**Aim of the exercise:** Reproduce everything in the speech-perception excerpt from "For the fixed" down to "likelihood ratio tests.", word for word.

**Source extract:**

For the fixed effect of listening condition, contrasts were coded to test differences between -12 dB SNR and -7 dB SNR. For this analysis, expectancy condition was parameterized differently, with contrast coding comparing the differences between the conflicting and neutral conditions and between the conflicting and congruent conditions. As above, the model included maximal random effects and p-values for fixed effects were obtained by likelihood ratio tests.
Consistent with prior analyses, the model indicated a significant main effect of listening condition, where there were more rhyme or expectancy errors in -12 dB SNR compared to -7 dB SNR (β = 0.7 logits, SE = 0.13, p < 0.0001). Crucially, the model indicated that the conflicting condition had significantly more expectancy selections compared to rhyme selections in the congruent condition (β = -1.25 logits, SE = 0.14, p < 0.0001) or neutral (β = 1.02, SE = 0.12, p < 0.0001), confirming the prediction of the belief shift theory. A significant interaction suggested that the difference between the amount of expectancy selections in the conflicting condition compared to rhyme selections in neutral is smaller in -12 dB SNR compared to -7 dB SNR (β = -0.29, SE = 0.1, p < 0.01). A second significant interaction indicated that the difference between the quantity of rhyme selections in the congruent condition and expectancy selections in the conflicting condition is larger in -12 dB SNR compared to -7 dB SNR (β = 0.31, SE = 0.13, p < 0.05). Taken together, these results demonstrate that there were more errors due to selecting expectancy competitors in the conflicting expectancy condition compared to rhyme competitor errors in the congruent and neutral condition, confirming the prediction of the belief shift theory.
The primary goal of the present study was to tease apart two theories of how semantic expectancy affects speech perception, which could not be distinguished based on prior work. In the belief shift theory, semantic expectancy was predicted to increase accuracy (relative to a neutral baseline) when the target word is congruent with that expectancy and decrease accuracy when the target word is conflicting with that expectancy. In the facilitation-only theory, semantic expectancy was also predicted to increase accuracy when the target is congruent with the expectancy, but not to affect accuracy when the target is conflicting. Multiple aspects of the results confirmed the predictions of the belief shift theory. The conflicting condition showed significantly and substantially reduced accuracy relative to a neutral baseline in both of the noise conditions, confirming a shift of beliefs away from the correct word. Additionally, an analysis of the errors indicated that this was primarily due to an increased probability of listeners choosing the word that would have been predicted by the semantic expectancy, confirming that this belief shift away from the correct word was primarily driven by a shift in beliefs toward the word that would have been predicted by the semantic expectancy.

**Supplied information:**
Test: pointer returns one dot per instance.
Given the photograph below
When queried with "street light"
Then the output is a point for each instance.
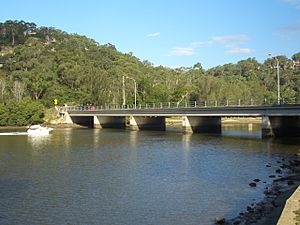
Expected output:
(135, 87)
(278, 80)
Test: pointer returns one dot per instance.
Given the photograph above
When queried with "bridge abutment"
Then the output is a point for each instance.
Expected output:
(285, 126)
(266, 128)
(147, 123)
(202, 124)
(109, 122)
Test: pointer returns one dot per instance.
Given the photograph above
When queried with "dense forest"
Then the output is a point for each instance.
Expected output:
(39, 64)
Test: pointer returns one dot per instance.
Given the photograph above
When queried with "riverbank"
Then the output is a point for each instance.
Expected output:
(269, 210)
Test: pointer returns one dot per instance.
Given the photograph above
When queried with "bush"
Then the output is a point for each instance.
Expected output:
(21, 113)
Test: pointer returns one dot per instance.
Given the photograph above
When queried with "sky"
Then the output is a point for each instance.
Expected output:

**Answer:**
For the fixed effect of listening condition, contrasts were coded to test differences between -12 dB SNR and -7 dB SNR. For this analysis, expectancy condition was parameterized differently, with contrast coding comparing the differences between the conflicting and neutral conditions and between the conflicting and congruent conditions. As above, the model included maximal random effects and p-values for fixed effects were obtained by likelihood ratio tests.